### WRITTEN TASKS
**a.** Translate this sentence from the rule documentation into Spanish: "Naming an EBNF expression allows it to be referenced later."
**b.** Reproduce the rule documentation word for word from "As of v1.8.0, rules" to "both the phrase and character levels.".

### GIVEN TEXT
The Rule

The Rule

The rule is a polymorphic parser that acts as a named place-holder capturing the behavior of an EBNF expression assigned to it. Naming an EBNF expression allows it to be referenced later. The rule is a template class parameterized by the type of the scanner (ScannerT), the rule's context and its tag. Default template parameters are provided to make it easy to use the rule.

    template<
        typename ScannerT = scanner<>,
        typename ContextT = parser_context<>,
        typename TagT = parser_address_tag>
    class rule;

Default template parameters are supplied to handle the most common case. ScannerT defaults to scanner<>, a plain vanilla scanner that acts on char const* iterators and does nothing special at all other than iterate through all the chars in the null terminated input a character at a time. The rule tag, TagT, typically used with ASTs, is used to identify a rule; it is explained here. In trivial cases, declaring a rule as rule<> is enough. You need not be concerned at all with the ContextT template parameter unless you wish to tweak the low level behavior of the rule. Detailed information on the ContextT template parameter is provided elsewhere.

Order of parameters

As of v1.8.0, the ScannerT, ContextT and TagT can be specified in any order. If a template parameter is missing, it will assume the defaults. Examples:

    rule<> rx1;
    rule<scanner<> > rx2;
    rule<parser_context<> > rx3;
    rule<parser_context<>, parser_address_tag> rx4;
    rule<parser_address_tag> rx5;
    rule<parser_address_tag, scanner<>, parser_context<> > rx6;
    rule<parser_context<>, scanner<>, parser_address_tag> rx7;

Multiple scanners

As of v1.8.0, rules can use one or more scanner types. There are cases, for instance, where we need a rule that can work on the phrase and character levels. Rule/scanner mismatch has been a source of confusion and is the no. 1 FAQ. To address this issue, we now have multiple scanner support. Example:

    typedef scanner_list<scanner<>, phrase_scanner_t> scanners;

    rule<scanners>  r = +anychar_p;
    assert(parse("abcdefghijk", r).full);
    assert(parse("a b c d e f g h i j k", r, space_p).full);

Notice how rule r is used in both the phrase and character levels.

Excerpts of location labeling data:
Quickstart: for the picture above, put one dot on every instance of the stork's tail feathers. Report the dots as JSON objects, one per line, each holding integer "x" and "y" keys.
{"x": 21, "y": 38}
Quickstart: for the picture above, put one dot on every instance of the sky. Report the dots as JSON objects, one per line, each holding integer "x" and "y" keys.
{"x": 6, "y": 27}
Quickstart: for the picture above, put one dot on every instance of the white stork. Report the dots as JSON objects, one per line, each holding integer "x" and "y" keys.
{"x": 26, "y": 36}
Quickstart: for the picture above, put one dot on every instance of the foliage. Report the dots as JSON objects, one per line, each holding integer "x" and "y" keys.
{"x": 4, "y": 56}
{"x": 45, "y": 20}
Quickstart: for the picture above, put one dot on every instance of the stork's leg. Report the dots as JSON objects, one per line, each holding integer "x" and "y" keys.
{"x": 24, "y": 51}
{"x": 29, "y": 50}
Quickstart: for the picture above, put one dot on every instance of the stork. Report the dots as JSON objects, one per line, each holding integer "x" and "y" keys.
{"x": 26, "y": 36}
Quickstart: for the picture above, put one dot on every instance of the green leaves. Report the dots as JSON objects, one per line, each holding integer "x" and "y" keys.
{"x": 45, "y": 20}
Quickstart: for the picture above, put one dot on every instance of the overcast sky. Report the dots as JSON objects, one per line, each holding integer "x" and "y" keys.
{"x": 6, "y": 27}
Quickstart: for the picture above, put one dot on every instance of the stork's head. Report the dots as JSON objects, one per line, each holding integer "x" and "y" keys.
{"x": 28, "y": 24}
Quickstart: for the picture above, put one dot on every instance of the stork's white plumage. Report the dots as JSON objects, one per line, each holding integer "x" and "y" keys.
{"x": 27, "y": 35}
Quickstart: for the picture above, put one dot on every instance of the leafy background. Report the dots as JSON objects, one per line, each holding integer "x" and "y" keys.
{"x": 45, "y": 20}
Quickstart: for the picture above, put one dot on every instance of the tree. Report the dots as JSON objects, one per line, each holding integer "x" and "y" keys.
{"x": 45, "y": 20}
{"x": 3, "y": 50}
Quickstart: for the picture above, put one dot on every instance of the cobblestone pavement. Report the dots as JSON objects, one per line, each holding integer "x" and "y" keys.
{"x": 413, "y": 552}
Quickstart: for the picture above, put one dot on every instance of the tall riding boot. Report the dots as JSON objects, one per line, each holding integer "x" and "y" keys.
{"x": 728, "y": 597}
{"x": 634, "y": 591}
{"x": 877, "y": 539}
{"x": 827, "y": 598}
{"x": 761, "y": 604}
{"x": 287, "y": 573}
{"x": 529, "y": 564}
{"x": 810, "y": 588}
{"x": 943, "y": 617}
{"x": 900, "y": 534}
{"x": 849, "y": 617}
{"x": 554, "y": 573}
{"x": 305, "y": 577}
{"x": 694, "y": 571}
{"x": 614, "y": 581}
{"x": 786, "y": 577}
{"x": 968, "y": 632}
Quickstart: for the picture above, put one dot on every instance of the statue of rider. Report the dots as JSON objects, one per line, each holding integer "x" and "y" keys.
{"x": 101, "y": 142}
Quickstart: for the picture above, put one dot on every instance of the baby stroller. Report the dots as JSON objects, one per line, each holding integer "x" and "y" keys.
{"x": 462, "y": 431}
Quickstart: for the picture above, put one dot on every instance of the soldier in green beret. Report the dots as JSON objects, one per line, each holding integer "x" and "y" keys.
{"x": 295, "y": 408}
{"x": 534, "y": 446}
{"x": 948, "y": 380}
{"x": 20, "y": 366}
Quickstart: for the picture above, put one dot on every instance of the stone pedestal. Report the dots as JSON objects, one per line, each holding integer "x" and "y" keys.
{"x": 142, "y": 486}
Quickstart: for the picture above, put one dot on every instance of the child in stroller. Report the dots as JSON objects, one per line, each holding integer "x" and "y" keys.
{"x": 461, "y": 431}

### COMPLETED EXERCISE
**a.** Nombrar una expresión EBNF permite hacer referencia a ella más adelante.

**b.**
As of v1.8.0, rules can use one or more scanner types. There are cases, for instance, where we need a rule that can work on the phrase and character levels. Rule/scanner mismatch has been a source of confusion and is the no. 1 FAQ. To address this issue, we now have multiple scanner support. Example:

    typedef scanner_list<scanner<>, phrase_scanner_t> scanners;

    rule<scanners>  r = +anychar_p;
    assert(parse("abcdefghijk", r).full);
    assert(parse("a b c d e f g h i j k", r, space_p).full);

Notice how rule r is used in both the phrase and character levels.